Rows from a pointing dataset
<<<<
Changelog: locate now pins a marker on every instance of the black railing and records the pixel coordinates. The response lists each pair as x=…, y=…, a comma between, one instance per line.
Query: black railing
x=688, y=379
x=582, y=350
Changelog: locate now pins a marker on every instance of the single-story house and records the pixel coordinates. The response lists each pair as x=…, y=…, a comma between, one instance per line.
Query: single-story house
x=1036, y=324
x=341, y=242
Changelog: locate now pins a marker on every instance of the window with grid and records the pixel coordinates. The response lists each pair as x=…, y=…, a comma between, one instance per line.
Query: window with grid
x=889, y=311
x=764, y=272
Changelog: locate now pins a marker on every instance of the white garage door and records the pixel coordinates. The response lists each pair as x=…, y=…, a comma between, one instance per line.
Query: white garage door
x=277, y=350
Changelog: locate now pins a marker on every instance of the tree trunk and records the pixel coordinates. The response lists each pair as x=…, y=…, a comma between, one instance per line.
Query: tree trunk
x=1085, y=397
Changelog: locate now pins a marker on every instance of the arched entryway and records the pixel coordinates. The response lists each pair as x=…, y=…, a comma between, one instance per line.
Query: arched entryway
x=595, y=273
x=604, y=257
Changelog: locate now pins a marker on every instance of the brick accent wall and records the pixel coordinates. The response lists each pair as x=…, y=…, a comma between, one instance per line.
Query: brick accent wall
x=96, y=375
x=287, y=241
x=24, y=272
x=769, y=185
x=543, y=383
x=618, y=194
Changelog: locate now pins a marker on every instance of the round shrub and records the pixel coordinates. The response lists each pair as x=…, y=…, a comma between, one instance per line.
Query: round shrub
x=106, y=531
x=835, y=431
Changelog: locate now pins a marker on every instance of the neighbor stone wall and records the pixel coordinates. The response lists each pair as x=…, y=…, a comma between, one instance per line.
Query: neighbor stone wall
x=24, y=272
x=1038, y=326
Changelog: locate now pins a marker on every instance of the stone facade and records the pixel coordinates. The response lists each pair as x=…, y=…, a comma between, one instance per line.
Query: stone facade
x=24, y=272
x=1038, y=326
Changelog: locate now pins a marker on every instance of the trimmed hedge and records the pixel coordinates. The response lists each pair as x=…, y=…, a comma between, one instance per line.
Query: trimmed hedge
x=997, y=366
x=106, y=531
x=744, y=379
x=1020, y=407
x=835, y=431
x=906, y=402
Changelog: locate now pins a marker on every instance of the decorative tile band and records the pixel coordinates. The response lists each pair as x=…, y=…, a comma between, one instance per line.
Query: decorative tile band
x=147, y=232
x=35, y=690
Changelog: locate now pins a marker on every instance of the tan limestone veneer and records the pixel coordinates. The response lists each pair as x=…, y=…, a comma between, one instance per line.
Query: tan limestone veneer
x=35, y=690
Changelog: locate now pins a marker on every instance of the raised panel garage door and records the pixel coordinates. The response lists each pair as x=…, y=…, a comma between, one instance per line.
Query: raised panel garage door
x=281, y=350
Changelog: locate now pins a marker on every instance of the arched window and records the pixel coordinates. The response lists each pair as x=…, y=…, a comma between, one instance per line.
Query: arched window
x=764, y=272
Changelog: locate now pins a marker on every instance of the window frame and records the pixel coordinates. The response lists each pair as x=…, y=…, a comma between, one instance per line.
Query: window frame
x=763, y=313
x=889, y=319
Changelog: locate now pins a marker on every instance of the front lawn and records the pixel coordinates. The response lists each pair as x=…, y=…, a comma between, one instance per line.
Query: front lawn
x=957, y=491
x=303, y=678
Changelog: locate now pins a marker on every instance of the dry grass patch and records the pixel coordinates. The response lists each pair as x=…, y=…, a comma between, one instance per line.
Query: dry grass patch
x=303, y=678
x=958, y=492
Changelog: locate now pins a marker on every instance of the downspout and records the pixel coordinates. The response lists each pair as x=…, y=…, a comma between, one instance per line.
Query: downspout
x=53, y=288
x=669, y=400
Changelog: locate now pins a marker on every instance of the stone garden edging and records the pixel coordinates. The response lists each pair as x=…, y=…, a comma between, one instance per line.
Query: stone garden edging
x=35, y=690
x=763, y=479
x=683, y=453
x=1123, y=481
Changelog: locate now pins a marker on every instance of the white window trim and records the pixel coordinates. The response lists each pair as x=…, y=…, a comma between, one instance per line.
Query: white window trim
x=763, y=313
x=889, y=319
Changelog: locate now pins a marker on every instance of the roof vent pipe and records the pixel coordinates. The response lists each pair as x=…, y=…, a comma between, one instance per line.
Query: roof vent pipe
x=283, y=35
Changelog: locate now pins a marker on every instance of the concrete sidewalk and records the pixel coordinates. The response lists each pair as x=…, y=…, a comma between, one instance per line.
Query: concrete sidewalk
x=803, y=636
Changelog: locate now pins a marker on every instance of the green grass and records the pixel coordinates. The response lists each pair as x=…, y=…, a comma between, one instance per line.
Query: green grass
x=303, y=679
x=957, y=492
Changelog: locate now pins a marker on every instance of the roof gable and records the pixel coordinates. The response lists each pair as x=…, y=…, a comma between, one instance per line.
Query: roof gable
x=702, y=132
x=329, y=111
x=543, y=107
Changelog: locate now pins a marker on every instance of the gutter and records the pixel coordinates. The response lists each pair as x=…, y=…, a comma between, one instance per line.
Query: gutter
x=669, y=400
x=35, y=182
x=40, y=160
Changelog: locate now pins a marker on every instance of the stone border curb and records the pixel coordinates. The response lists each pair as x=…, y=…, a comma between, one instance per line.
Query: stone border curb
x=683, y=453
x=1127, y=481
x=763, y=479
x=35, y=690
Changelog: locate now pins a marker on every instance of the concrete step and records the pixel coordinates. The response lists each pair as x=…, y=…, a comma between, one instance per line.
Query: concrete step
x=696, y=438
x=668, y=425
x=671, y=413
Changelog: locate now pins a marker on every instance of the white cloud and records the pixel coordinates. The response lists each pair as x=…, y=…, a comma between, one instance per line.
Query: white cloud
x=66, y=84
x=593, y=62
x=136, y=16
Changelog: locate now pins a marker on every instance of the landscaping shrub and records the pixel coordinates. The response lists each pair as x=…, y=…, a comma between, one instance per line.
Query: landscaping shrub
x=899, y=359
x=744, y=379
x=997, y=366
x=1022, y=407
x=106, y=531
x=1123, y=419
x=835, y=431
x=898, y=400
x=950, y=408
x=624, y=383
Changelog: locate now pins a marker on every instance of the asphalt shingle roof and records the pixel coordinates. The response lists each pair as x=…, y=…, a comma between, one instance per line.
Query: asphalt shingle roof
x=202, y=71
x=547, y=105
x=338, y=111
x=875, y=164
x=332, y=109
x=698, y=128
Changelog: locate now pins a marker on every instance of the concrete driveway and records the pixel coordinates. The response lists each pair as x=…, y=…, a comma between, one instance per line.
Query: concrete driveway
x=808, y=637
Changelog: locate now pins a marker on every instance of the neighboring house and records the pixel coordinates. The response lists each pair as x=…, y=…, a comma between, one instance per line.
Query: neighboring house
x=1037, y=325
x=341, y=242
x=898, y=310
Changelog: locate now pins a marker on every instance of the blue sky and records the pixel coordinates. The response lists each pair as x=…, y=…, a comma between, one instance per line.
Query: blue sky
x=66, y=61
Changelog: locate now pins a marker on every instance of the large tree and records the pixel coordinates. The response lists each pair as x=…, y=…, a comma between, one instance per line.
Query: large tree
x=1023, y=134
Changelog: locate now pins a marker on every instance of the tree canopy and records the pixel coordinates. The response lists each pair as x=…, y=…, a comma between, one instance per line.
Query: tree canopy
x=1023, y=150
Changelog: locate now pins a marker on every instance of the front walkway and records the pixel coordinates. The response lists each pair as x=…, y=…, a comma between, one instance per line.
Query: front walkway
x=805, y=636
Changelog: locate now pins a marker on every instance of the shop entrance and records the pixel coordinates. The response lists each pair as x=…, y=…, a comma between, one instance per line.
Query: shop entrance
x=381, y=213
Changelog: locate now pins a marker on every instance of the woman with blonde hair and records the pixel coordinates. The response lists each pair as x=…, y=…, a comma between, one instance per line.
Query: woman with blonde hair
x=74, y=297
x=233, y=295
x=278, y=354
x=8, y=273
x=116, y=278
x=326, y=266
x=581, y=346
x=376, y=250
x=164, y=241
>>>>
Set task:
Copy out the lines of the material word for word, starting with the line containing "of the raised" and ending with the line containing "x=958, y=492", both included. Give only those lines.

Finished answer:
Changelog: locate now pins a marker on every instance of the raised panel garage door and records the pixel coordinates. The response lists each pair as x=…, y=…, a comma between, one instance per line.
Query: raised panel garage door
x=281, y=350
Changelog: locate now pins a marker on every instance of the arched window and records the pixel coordinates. The response lists each pair as x=…, y=…, a comma between, one instance per line.
Query: arched window
x=764, y=272
Changelog: locate now pins a marker on every instance of the window frame and records the pixel coordinates. The response lists each pair as x=…, y=…, a comma between, one instance per line.
Query: window frame
x=763, y=313
x=889, y=319
Changelog: locate now pins a marker on every instance of the front lawn and records the pixel coordinates. The response lists each pair as x=…, y=…, a comma between, one instance per line.
Query: front lawn
x=957, y=491
x=303, y=678
Changelog: locate now pins a marker on every instance of the dry grass patch and records the pixel coordinates. The response lists each pair as x=…, y=…, a comma between, one instance per line.
Query: dry grass patch
x=303, y=678
x=958, y=492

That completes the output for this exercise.